Convert the listing, from the line with "Target: rocky shoreline" through the end, into a Markdown table with the columns "Row" and "Line". Give each line its own row number and leave out blank lines.

** begin TASK DATA **

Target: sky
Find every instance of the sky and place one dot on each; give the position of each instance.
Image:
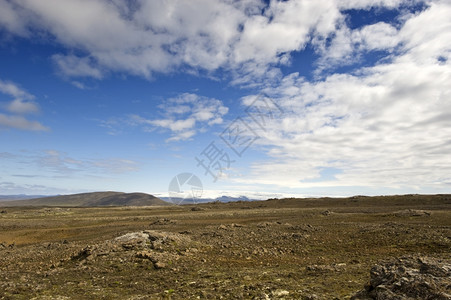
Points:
(257, 98)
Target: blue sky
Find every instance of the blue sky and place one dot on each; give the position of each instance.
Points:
(274, 98)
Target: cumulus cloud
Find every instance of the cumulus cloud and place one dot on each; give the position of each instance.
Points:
(144, 37)
(22, 104)
(386, 125)
(185, 115)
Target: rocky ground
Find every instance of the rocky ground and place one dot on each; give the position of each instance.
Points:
(262, 250)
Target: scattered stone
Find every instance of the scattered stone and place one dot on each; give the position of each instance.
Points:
(83, 253)
(326, 213)
(412, 213)
(197, 208)
(163, 221)
(159, 265)
(280, 293)
(408, 278)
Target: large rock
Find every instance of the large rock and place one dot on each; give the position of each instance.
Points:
(409, 278)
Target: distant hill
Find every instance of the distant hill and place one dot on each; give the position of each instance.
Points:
(91, 200)
(19, 197)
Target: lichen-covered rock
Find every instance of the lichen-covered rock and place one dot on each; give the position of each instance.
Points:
(409, 278)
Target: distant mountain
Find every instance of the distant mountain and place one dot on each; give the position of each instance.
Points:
(91, 199)
(205, 200)
(19, 197)
(230, 199)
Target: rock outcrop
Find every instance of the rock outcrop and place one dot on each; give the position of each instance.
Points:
(409, 278)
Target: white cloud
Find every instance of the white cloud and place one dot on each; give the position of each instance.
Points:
(23, 103)
(19, 122)
(185, 115)
(383, 126)
(143, 37)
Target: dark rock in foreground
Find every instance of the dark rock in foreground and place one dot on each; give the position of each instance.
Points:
(409, 278)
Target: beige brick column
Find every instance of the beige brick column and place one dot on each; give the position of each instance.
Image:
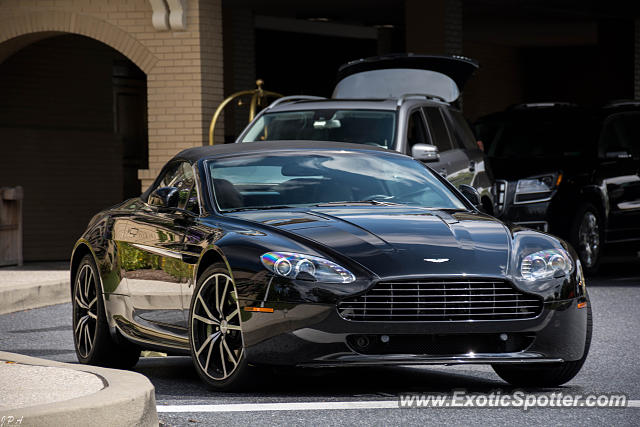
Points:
(183, 65)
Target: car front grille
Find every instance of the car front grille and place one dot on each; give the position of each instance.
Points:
(457, 299)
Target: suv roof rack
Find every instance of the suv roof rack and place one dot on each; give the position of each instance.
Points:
(406, 96)
(622, 103)
(293, 98)
(542, 104)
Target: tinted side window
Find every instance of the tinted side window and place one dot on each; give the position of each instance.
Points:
(179, 175)
(460, 130)
(620, 136)
(416, 132)
(438, 130)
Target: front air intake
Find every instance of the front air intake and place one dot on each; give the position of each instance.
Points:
(451, 299)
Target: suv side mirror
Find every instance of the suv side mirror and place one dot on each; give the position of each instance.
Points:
(164, 197)
(471, 194)
(425, 152)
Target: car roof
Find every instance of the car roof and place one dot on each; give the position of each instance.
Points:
(208, 151)
(390, 104)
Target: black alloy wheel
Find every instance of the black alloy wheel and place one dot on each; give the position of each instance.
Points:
(92, 339)
(216, 339)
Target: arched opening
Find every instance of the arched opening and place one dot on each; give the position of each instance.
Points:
(73, 134)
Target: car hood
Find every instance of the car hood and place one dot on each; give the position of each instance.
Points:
(392, 76)
(400, 241)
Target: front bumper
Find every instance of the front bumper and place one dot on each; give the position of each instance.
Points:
(316, 335)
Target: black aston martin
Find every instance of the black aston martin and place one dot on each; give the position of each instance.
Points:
(323, 254)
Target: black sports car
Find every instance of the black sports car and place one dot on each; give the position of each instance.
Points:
(324, 254)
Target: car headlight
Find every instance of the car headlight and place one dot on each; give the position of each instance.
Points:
(306, 267)
(536, 189)
(545, 264)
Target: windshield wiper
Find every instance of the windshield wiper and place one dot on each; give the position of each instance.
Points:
(257, 208)
(359, 202)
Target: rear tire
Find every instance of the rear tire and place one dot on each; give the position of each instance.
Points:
(215, 331)
(92, 339)
(551, 375)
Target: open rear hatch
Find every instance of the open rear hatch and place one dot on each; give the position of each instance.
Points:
(392, 76)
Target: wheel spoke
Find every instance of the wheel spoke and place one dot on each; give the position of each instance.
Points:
(89, 340)
(223, 297)
(87, 283)
(81, 303)
(232, 315)
(206, 309)
(224, 366)
(78, 330)
(204, 344)
(93, 301)
(217, 297)
(205, 320)
(213, 341)
(231, 356)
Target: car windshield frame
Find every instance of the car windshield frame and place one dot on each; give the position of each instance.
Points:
(324, 118)
(456, 200)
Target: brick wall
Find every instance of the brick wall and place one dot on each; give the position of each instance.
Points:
(184, 68)
(637, 61)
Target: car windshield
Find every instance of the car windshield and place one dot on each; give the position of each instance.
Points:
(538, 134)
(295, 179)
(372, 127)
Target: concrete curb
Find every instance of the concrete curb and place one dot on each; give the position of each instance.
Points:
(128, 399)
(23, 297)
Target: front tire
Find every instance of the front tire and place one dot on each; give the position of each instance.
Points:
(215, 331)
(91, 336)
(548, 376)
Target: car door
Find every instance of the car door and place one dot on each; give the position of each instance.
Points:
(453, 162)
(477, 173)
(155, 269)
(619, 153)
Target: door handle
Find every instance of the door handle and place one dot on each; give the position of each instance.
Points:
(189, 259)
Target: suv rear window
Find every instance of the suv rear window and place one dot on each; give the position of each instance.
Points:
(372, 127)
(540, 134)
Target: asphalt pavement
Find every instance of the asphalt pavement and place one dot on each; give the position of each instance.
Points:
(611, 367)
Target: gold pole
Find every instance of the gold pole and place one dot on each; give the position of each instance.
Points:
(258, 95)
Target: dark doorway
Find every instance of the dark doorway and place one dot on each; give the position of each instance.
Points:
(72, 133)
(294, 63)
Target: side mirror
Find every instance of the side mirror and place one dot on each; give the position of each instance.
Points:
(164, 197)
(425, 152)
(617, 155)
(471, 194)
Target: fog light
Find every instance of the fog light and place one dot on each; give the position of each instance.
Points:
(362, 342)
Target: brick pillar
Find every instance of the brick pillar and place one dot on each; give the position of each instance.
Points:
(636, 49)
(243, 61)
(185, 85)
(434, 26)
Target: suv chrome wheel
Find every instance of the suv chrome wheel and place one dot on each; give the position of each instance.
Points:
(85, 311)
(589, 239)
(216, 332)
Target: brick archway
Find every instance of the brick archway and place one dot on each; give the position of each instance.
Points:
(29, 26)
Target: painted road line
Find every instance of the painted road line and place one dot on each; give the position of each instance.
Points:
(284, 406)
(301, 406)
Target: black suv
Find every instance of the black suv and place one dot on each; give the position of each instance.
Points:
(402, 102)
(569, 170)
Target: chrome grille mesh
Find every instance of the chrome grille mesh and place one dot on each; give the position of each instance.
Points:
(441, 300)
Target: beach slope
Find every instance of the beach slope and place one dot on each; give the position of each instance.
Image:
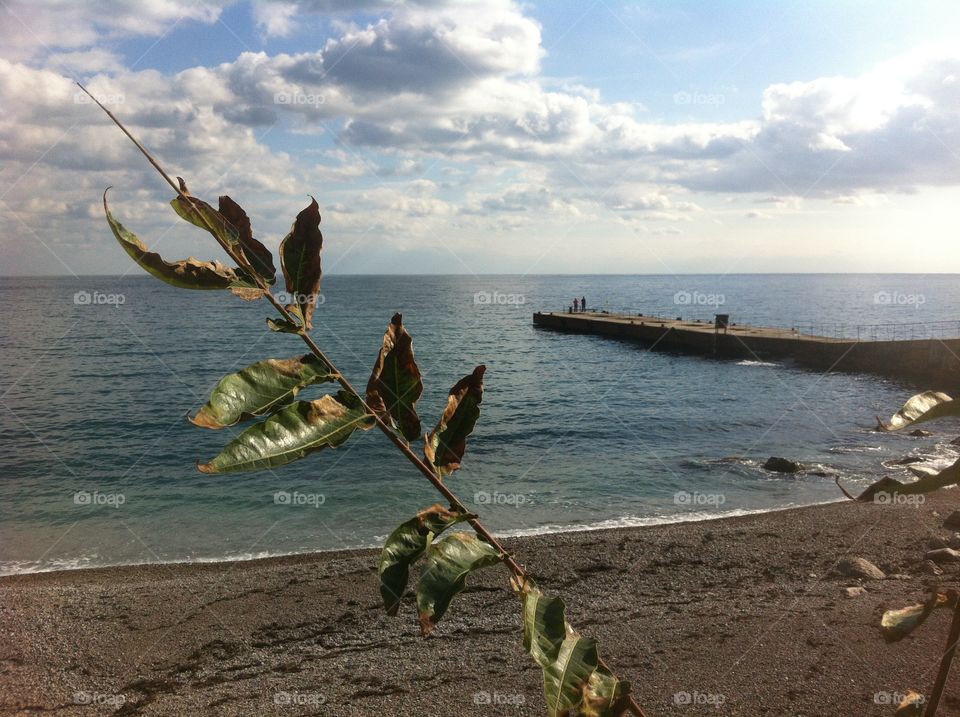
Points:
(748, 614)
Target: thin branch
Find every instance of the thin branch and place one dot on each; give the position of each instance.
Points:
(945, 663)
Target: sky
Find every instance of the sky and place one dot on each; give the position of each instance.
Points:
(491, 136)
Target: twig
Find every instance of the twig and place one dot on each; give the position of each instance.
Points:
(945, 663)
(843, 490)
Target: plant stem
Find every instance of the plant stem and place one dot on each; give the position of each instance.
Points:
(945, 663)
(428, 472)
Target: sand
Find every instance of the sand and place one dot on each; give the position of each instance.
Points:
(740, 616)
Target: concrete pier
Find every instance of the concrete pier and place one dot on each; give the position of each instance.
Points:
(923, 363)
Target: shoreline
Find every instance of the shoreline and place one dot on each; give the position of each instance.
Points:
(748, 611)
(630, 523)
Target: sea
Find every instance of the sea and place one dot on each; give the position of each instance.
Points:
(98, 374)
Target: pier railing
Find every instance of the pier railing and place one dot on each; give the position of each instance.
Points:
(911, 331)
(914, 331)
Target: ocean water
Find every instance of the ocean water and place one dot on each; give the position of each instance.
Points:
(97, 458)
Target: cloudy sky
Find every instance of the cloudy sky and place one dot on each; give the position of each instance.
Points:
(479, 136)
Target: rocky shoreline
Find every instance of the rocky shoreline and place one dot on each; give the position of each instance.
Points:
(769, 614)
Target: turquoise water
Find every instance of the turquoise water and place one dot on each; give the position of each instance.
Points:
(97, 459)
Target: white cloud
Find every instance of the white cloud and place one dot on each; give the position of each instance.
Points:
(455, 83)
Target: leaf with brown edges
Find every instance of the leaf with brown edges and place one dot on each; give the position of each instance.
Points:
(185, 274)
(395, 385)
(445, 445)
(405, 546)
(300, 260)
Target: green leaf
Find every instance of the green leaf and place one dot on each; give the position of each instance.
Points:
(445, 445)
(202, 215)
(185, 274)
(259, 389)
(883, 489)
(565, 680)
(897, 624)
(926, 406)
(301, 428)
(445, 571)
(911, 705)
(405, 546)
(544, 625)
(300, 260)
(395, 385)
(573, 680)
(605, 696)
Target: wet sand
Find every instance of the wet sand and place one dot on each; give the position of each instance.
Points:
(740, 616)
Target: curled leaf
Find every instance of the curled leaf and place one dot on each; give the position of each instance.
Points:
(292, 433)
(259, 389)
(445, 571)
(926, 406)
(445, 445)
(255, 252)
(897, 624)
(574, 682)
(405, 546)
(185, 274)
(911, 705)
(883, 489)
(300, 260)
(395, 385)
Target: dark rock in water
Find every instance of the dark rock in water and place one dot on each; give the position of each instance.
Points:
(907, 461)
(952, 521)
(860, 568)
(943, 555)
(782, 465)
(881, 491)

** end TASK DATA **

• **EXPECTED OUTPUT**:
| Row | Line |
|---|---|
| 1 | Target: rocky shoreline |
| 2 | Find every instance of the rocky shoreline and place one dot on each; give the position of each instance. |
| 3 | Points: |
| 4 | (769, 614) |
| 5 | Target: turquoise water |
| 6 | Find every instance of the turquoise water and place one dot on each; give the position of each instance. |
| 7 | Points: |
| 8 | (97, 459) |
| 9 | Target: white cloud |
| 10 | Find every instance of the white cloud and place one dot on each; give the position of each instance. |
| 11 | Points: |
| 12 | (455, 83) |
| 13 | Target: leaf with brown edges |
| 14 | Find every instance of the leaf with brown edges and place one dot on each; give the position of each instance. |
| 15 | Points: |
| 16 | (185, 274) |
| 17 | (395, 385) |
| 18 | (445, 445) |
| 19 | (405, 546) |
| 20 | (300, 260) |
| 21 | Target: green leaf |
| 22 | Find every instance of the green leaf and place one dot on each; give the position of each instance. |
| 23 | Points: |
| 24 | (445, 445) |
| 25 | (202, 215) |
| 26 | (185, 274) |
| 27 | (259, 389) |
| 28 | (883, 489) |
| 29 | (565, 680) |
| 30 | (897, 624) |
| 31 | (926, 406) |
| 32 | (301, 428) |
| 33 | (445, 571) |
| 34 | (911, 705) |
| 35 | (405, 546) |
| 36 | (544, 625) |
| 37 | (300, 260) |
| 38 | (395, 385) |
| 39 | (573, 680) |
| 40 | (605, 696) |
| 41 | Target: wet sand |
| 42 | Find every instance of the wet sand and place one dot on each; give the position of each instance. |
| 43 | Points: |
| 44 | (740, 616) |
| 45 | Target: curled leaf |
| 46 | Find every instance of the curled leaf and place one dot on each; give the position of each instance. |
| 47 | Points: |
| 48 | (292, 433) |
| 49 | (259, 389) |
| 50 | (445, 571) |
| 51 | (926, 406) |
| 52 | (445, 445) |
| 53 | (255, 252) |
| 54 | (897, 624) |
| 55 | (574, 682) |
| 56 | (405, 546) |
| 57 | (185, 274) |
| 58 | (911, 705) |
| 59 | (883, 489) |
| 60 | (300, 260) |
| 61 | (395, 385) |
| 62 | Target: dark rock in water |
| 63 | Find every instance of the dark rock in water and place one dot on each; give the position of each instance. |
| 64 | Points: |
| 65 | (907, 461) |
| 66 | (952, 521) |
| 67 | (860, 568) |
| 68 | (943, 555) |
| 69 | (782, 465) |
| 70 | (881, 491) |